* [Saved entries]
★ ★ ★ ★ ★
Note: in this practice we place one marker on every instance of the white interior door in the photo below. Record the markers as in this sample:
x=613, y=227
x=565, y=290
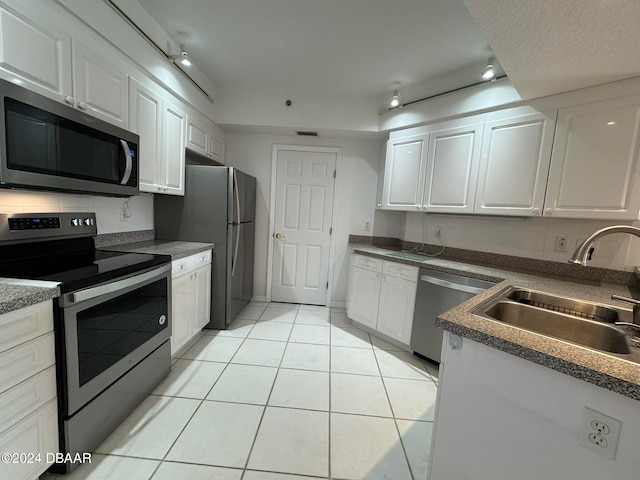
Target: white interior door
x=304, y=188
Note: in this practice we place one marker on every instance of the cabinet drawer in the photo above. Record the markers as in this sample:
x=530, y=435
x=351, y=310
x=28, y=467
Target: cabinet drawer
x=25, y=324
x=26, y=360
x=400, y=270
x=190, y=263
x=36, y=434
x=26, y=397
x=370, y=263
x=202, y=258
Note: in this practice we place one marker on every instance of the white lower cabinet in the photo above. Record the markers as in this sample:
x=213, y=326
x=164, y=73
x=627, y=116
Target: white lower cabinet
x=382, y=296
x=28, y=402
x=190, y=297
x=499, y=416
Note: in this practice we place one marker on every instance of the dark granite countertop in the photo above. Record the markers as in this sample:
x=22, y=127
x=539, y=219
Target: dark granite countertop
★ ★ ★ ★ ★
* [Work required]
Retype the records above exactly. Leave the pictures out.

* [Exercise response]
Note: in this practice we place one marker on every instance of the white interior door in the photo below. Record the markers as in this sample:
x=613, y=227
x=565, y=290
Target: white interior door
x=304, y=188
Note: in this practice we place one marker on every instance of the cabinet drawer in the photo above. Record the markers as in this sample:
x=530, y=435
x=351, y=310
x=28, y=467
Target: cabinet drawer
x=25, y=324
x=26, y=360
x=400, y=270
x=190, y=263
x=36, y=434
x=26, y=397
x=370, y=263
x=202, y=258
Note: in this practice we place one marker on every instance of the white lower cabinet in the photo above. Record the markers as in this sample:
x=213, y=326
x=164, y=73
x=627, y=116
Target: white lower cabinet
x=382, y=296
x=28, y=402
x=190, y=297
x=499, y=416
Note: in this practice we place one marker on every instance of the dark granite countertop in the photo above. Record the markers as in this sample:
x=22, y=127
x=539, y=219
Target: dark granite countertop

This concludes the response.